PROMPT 1: In the news report on the war in Ukraine, condense the paragraph beginning "Skepticism also hovered" into a short bulleted list that keeps its main facts.
PROMPT 2: Write what comes next in the news report on the war in Ukraine, starting after its final sentence.

TEXT SEGMENT:
------------------------

In Kharkiv, authorities said Monday that 209 people, more than half of them civilians, have been killed in the city since the invasion began.

The latest pledge from Moscow to allow people to escape Mariupol, Kharkiv and other areas followed a phone call Sunday between Russian President Vladimir Putin and Macron, who has spoken to Putin more than any other Western leader in the last few weeks.

But Ukrainians are highly dubious of Russian promises.

“There can be no ‘green corridors’ because only the sick brain of the Russians decides when to start shooting and at whom,” Anton Gerashchenko, an adviser to the Ukrainian Interior Ministry, said on the Telegram messaging app.

Skepticism also hovered over a third round of talks between Ukraine and Russia that Russian media said took place on Monday. Putin has repeatedly insisted that he would end hostilities only if Kyiv capitulates to all his demands, which include Ukraine’s “demilitarization” and a renunciation of any intention to try to join NATO.

------------------------

Object pointing dataset rows:
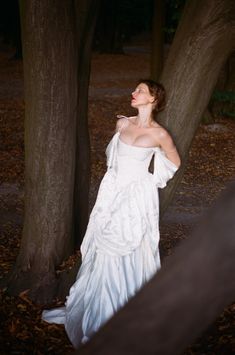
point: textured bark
(86, 14)
(202, 44)
(157, 55)
(182, 299)
(50, 63)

------------------------

EXPECTED ANSWER 1:
- Doubts also surrounded a third round of talks between Ukraine and Russia, which Russian media said took place on Monday.
- Putin has repeatedly insisted he would end hostilities only if Kyiv gives in to all his demands.
- Those demands include Ukraine's "demilitarization" and a renunciation of any intention to try to join NATO.

EXPECTED ANSWER 2:
For his part, Zelenskyy has implored NATO to establish a no-fly zone over Ukraine and grown increasingly angry over its rebuff of his request, which the trans-Atlantic alliance says could lead to a larger, even more catastrophic armed confrontation between the West and Russia.

Russian forces have been seeking to home in on Ukrainian airstrips and airfields; Zelenskyy said the airport at Vinnystia, about 70 miles southeast of Kyiv, had been “completely destroyed.”

In a video address Monday, the Ukrainian president also called for an international boycott of Russian oil, one of Moscow’s most important sources of revenue.

On Sunday, House Speaker Nancy Pelosi, D-Calif., said U.S. lawmakers were exploring such a ban. Heavy Western sanctions have already delivered a blow to Russia’s economy, with the ruble plunging in value, multinational companies pulling out and the Moscow stock exchange all but frozen, and some U.S. officials have called for more.

“We’re raising the cost on the Kremlin and all who aid and enable it for continuing this war of choice,” Secretary of State Antony J. Blinken said Monday during a visit to Lithuania, adding: “We want this to come to a stop as quickly as possible, which is why we’ll continue to increase pressure on Russia, continue to support Ukraine.”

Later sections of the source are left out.